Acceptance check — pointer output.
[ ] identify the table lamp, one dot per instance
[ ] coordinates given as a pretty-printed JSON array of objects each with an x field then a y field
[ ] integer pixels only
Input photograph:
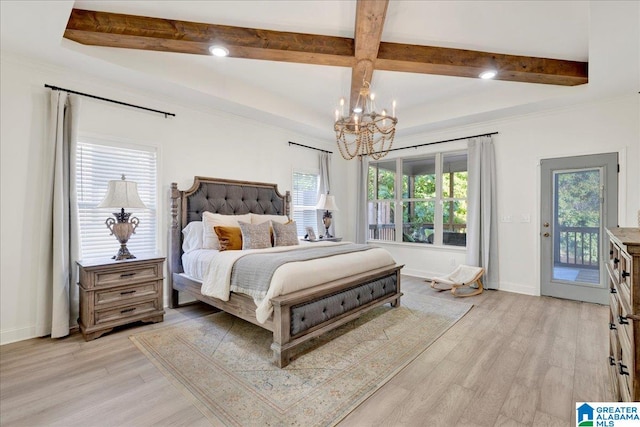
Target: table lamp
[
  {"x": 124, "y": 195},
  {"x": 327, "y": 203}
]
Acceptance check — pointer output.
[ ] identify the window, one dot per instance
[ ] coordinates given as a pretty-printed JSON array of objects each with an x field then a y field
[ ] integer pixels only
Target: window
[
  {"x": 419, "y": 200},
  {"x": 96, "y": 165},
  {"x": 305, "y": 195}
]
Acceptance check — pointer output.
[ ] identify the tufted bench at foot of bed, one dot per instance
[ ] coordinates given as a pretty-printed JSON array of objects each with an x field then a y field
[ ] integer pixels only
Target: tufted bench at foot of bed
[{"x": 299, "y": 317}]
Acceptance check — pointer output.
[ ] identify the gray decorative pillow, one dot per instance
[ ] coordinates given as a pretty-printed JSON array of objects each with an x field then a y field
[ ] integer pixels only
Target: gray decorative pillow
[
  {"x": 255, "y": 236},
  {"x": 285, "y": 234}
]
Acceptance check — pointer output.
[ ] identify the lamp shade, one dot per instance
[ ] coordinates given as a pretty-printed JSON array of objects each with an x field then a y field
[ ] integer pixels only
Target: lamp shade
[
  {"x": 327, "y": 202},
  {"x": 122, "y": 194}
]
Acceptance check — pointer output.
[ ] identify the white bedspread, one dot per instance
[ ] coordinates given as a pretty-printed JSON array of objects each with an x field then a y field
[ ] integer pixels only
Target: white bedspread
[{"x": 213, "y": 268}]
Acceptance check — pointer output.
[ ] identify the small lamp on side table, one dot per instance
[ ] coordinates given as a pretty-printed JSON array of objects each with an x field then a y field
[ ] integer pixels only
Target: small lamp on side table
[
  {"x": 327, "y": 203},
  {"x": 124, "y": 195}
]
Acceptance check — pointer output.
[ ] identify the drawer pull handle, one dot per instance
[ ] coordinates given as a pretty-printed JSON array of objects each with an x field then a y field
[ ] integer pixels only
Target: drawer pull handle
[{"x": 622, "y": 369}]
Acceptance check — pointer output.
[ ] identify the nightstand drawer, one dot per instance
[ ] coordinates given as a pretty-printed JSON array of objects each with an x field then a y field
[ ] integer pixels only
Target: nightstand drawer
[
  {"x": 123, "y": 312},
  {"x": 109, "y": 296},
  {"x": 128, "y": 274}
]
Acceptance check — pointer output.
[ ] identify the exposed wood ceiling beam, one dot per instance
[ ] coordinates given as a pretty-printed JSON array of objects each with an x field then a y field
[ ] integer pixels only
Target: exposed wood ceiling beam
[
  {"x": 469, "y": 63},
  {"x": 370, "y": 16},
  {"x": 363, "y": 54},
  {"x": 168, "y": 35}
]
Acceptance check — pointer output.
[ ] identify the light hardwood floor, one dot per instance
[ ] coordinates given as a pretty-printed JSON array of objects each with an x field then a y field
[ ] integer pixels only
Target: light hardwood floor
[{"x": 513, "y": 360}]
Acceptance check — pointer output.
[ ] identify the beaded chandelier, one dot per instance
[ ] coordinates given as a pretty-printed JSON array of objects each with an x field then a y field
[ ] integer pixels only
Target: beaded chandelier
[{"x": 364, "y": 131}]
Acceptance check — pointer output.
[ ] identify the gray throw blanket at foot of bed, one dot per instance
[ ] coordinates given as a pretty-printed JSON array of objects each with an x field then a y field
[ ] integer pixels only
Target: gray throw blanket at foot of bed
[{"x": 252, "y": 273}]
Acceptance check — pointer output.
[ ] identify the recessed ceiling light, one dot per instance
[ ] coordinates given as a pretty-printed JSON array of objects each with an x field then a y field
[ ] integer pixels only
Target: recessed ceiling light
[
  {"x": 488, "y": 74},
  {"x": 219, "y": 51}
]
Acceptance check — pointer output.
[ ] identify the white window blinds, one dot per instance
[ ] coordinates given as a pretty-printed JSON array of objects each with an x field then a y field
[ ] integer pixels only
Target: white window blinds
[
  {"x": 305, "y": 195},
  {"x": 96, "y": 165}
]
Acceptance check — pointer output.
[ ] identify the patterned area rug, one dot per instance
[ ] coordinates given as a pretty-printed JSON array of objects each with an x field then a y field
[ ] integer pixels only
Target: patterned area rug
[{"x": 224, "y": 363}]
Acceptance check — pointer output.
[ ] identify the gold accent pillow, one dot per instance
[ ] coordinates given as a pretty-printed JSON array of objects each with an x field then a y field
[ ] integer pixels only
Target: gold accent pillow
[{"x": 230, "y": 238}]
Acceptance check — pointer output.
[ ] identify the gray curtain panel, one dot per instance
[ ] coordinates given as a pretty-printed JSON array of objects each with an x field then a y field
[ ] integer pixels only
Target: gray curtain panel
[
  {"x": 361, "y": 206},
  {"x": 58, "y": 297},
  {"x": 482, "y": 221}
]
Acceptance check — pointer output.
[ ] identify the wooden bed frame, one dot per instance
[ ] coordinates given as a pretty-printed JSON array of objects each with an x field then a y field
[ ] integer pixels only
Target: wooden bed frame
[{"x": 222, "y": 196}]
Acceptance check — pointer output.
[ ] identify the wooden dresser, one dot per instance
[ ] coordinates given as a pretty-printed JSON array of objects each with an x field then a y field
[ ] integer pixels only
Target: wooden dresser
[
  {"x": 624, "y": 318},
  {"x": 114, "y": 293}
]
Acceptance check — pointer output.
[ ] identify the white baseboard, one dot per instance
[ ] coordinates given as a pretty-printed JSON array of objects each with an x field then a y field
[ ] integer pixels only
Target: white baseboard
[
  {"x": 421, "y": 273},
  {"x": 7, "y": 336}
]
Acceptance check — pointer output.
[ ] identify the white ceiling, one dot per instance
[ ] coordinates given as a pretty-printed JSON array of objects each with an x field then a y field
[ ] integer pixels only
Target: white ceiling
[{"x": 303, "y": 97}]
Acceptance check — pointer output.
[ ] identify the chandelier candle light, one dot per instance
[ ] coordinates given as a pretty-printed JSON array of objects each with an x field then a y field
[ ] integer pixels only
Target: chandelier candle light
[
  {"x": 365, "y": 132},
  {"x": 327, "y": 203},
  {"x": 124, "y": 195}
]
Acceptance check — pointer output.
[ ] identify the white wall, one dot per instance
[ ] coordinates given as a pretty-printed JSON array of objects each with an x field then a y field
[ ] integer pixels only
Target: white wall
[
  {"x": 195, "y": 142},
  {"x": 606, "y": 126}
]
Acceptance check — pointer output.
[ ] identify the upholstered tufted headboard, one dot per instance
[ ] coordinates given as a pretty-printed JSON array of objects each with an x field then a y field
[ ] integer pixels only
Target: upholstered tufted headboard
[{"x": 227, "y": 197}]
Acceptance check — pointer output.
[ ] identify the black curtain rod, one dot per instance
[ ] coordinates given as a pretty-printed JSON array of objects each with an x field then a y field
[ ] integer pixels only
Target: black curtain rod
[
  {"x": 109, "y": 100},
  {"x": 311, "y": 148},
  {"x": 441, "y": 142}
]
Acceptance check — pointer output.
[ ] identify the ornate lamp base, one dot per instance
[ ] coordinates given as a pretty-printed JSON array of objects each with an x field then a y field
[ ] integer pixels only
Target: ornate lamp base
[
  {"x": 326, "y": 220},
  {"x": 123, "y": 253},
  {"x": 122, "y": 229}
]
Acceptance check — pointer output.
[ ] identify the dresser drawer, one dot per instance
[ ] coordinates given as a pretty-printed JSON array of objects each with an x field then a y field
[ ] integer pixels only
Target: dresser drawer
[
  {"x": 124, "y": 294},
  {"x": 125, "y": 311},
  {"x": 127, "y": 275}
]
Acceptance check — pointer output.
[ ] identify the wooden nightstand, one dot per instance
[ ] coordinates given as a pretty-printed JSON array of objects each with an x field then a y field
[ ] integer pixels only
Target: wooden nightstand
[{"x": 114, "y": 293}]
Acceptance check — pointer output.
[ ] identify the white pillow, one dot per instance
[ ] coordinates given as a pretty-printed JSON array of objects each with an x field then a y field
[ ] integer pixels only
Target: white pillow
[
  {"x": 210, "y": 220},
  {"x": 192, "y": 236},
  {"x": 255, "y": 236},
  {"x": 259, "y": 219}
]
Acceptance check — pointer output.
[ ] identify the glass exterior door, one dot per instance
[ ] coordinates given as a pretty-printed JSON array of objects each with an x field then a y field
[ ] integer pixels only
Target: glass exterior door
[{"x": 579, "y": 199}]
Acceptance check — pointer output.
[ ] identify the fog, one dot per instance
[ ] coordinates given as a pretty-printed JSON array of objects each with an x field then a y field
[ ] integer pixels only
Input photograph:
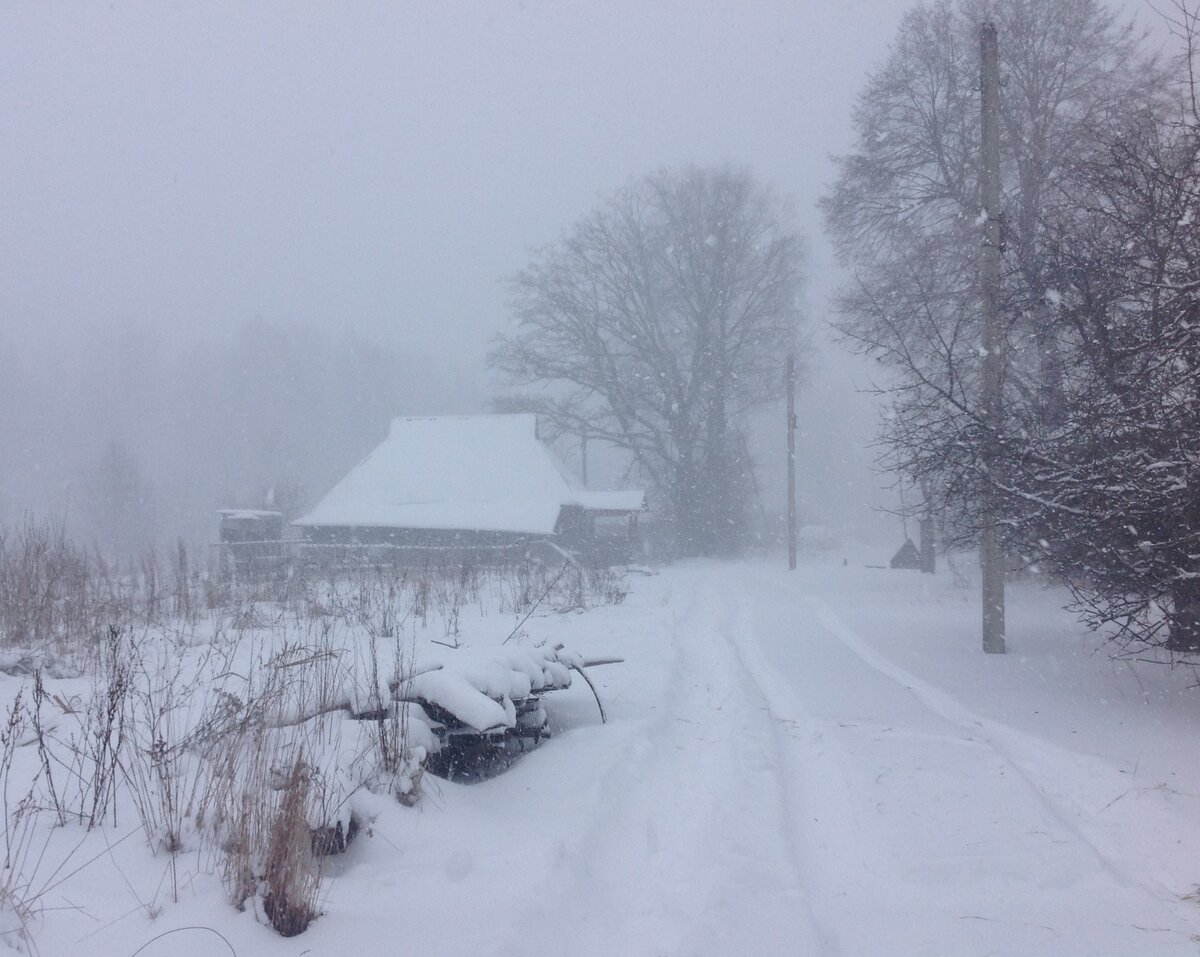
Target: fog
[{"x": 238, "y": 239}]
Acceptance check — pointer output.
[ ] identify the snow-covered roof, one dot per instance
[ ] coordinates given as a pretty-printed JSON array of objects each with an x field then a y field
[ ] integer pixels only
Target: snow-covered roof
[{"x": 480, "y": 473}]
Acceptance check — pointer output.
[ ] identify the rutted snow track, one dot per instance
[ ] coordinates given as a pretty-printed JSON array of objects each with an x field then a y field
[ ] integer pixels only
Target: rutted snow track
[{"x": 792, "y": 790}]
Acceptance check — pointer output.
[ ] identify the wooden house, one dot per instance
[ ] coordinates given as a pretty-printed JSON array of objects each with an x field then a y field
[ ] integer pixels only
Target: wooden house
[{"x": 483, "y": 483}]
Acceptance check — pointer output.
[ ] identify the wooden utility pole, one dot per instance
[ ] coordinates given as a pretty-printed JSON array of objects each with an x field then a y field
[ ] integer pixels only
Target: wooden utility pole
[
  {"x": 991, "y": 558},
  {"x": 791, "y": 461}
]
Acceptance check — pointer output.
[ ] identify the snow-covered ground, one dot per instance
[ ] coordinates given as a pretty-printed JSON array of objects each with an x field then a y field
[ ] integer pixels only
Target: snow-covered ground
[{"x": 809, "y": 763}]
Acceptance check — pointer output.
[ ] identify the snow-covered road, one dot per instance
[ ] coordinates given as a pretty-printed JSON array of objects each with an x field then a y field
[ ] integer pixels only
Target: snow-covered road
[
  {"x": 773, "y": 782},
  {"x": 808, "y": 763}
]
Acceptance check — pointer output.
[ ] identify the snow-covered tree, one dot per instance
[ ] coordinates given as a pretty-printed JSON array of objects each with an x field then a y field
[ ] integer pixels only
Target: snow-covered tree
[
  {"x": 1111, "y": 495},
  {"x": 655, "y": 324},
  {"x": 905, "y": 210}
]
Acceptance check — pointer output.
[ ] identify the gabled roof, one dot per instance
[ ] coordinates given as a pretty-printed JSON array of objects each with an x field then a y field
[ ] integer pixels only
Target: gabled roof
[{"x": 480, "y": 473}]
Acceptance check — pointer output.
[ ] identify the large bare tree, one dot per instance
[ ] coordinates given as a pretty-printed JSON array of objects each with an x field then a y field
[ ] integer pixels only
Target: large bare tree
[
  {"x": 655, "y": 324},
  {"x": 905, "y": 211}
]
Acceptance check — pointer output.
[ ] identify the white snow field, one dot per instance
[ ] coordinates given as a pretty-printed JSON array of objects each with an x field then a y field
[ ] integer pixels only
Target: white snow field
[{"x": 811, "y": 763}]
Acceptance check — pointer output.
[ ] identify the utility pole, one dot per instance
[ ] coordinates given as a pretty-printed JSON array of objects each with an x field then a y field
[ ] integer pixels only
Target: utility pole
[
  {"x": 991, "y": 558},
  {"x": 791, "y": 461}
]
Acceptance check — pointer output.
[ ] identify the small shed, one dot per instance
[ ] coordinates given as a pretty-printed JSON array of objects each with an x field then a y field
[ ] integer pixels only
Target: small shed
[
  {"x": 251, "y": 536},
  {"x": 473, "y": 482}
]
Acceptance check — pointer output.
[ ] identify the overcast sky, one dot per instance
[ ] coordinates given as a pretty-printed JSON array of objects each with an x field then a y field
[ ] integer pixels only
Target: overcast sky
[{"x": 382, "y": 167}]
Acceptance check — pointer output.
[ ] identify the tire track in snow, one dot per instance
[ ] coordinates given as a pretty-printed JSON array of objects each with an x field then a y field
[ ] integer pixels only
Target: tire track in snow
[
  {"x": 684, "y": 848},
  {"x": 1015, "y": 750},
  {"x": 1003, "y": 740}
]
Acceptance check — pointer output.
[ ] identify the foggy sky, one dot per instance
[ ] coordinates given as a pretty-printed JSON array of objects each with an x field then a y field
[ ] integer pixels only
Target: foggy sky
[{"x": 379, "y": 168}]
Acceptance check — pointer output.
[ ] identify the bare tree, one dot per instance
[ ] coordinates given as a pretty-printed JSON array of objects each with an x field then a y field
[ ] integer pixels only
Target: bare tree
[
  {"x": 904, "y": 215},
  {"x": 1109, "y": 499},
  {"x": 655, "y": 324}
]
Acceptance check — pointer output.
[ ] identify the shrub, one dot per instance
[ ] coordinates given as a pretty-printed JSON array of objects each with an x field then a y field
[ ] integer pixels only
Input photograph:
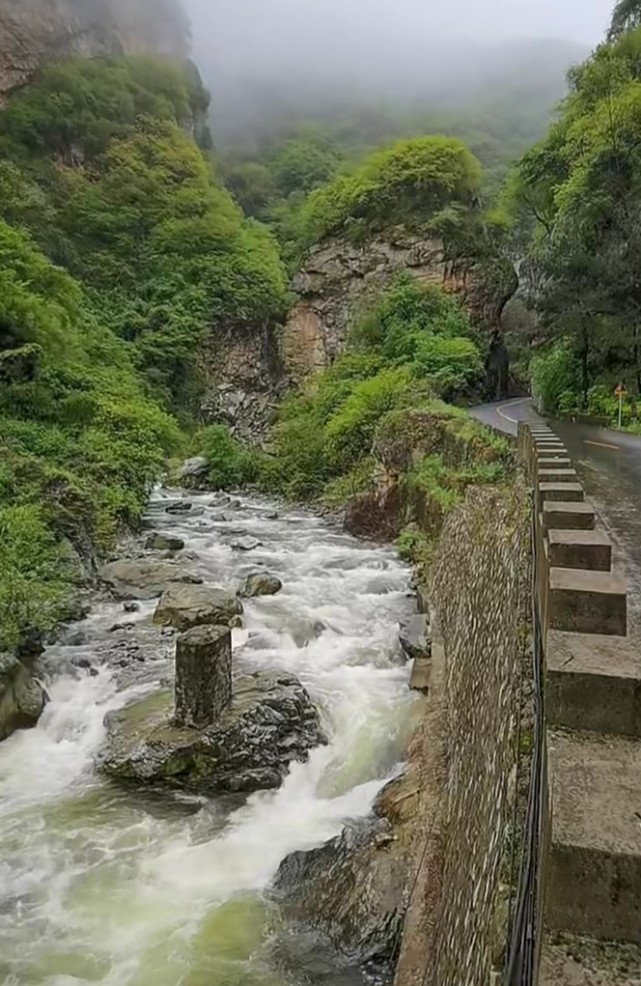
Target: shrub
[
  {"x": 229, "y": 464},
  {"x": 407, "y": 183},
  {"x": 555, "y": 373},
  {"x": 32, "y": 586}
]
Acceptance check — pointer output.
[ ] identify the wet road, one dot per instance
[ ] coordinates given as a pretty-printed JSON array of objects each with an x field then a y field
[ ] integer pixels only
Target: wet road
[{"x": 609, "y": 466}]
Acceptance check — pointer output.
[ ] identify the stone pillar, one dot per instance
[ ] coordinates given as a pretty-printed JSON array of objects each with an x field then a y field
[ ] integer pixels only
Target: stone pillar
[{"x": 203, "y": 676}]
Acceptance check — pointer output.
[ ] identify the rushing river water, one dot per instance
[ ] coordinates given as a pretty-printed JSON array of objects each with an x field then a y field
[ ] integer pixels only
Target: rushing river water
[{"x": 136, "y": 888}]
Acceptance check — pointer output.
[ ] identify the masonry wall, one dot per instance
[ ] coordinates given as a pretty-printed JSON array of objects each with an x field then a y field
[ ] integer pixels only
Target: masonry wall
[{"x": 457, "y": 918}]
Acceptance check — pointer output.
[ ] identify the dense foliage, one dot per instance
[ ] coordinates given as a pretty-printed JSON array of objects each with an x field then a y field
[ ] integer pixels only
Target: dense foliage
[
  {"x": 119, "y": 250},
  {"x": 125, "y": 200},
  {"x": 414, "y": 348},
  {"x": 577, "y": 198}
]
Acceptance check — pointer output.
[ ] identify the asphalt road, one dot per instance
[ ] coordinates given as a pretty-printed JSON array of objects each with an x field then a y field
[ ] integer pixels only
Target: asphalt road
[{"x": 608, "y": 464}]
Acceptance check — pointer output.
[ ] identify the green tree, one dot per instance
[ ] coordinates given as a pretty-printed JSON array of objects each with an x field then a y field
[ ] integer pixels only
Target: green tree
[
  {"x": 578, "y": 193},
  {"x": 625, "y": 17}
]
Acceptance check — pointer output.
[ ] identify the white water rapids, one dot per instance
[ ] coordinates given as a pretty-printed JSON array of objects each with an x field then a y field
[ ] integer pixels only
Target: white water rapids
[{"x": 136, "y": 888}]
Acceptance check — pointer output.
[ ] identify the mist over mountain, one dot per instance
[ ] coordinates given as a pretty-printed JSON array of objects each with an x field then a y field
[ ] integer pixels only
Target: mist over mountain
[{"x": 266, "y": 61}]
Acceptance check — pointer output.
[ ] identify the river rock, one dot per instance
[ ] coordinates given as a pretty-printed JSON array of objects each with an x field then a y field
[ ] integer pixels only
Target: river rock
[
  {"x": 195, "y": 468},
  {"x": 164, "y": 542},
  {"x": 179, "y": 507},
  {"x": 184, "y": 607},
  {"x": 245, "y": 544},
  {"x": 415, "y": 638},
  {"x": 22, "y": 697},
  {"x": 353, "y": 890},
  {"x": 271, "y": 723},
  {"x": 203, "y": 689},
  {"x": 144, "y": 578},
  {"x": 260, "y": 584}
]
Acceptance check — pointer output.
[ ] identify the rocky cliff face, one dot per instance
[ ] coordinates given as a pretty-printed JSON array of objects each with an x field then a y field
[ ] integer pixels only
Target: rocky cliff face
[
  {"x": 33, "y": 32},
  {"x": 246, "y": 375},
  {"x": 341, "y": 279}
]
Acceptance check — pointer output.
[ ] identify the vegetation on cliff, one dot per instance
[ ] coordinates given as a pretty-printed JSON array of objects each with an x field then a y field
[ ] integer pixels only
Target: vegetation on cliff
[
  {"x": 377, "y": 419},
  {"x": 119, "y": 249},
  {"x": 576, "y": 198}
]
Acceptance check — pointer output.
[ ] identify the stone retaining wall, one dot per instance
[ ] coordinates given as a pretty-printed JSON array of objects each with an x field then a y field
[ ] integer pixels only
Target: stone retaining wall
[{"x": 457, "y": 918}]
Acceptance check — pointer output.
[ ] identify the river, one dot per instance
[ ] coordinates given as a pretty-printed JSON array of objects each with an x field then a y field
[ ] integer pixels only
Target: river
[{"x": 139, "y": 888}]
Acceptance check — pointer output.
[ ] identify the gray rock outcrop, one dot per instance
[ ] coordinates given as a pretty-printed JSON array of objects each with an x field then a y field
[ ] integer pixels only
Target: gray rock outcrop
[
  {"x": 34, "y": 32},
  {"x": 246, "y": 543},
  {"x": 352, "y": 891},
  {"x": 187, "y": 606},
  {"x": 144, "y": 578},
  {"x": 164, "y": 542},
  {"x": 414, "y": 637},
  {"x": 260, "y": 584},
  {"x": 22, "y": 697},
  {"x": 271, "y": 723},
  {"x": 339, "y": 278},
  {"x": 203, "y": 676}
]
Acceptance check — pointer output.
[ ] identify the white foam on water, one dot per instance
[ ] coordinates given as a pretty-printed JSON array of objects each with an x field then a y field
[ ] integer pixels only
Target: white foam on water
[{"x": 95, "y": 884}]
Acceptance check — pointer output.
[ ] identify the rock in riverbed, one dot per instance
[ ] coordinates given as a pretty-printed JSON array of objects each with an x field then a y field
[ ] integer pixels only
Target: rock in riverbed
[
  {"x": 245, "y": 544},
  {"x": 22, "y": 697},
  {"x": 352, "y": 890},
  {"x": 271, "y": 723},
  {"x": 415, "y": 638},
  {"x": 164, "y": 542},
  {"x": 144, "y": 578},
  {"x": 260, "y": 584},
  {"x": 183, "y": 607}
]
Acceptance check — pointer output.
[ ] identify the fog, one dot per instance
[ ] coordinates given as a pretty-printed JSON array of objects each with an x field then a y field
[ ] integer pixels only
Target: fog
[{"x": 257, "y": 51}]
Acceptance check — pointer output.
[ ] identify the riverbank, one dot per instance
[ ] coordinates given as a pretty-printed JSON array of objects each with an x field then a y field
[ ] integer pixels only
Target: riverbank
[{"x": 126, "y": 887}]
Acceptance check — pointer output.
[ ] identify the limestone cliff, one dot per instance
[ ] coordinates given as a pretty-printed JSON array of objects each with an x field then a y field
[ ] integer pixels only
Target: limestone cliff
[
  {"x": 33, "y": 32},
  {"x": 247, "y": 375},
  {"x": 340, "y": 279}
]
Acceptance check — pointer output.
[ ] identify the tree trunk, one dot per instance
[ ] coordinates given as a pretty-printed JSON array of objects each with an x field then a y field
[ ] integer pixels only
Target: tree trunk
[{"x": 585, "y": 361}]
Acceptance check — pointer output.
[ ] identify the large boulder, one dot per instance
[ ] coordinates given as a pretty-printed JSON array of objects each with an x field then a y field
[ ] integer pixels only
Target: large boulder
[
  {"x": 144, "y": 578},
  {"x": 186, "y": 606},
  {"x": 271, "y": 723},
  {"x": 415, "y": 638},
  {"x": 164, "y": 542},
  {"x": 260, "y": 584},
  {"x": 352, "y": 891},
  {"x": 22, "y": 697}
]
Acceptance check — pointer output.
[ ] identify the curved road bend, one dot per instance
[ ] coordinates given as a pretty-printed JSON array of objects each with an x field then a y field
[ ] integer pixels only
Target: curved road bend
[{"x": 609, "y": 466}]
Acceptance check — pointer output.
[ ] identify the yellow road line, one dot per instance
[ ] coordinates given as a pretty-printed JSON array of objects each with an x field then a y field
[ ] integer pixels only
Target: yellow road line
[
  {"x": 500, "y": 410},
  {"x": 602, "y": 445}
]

WHAT IS ASKED ->
List each line above that contains the word "handle".

REPLY TO THE EXERCISE ->
[ ] identify the drawer pull handle, one dot per instance
Target: drawer pull handle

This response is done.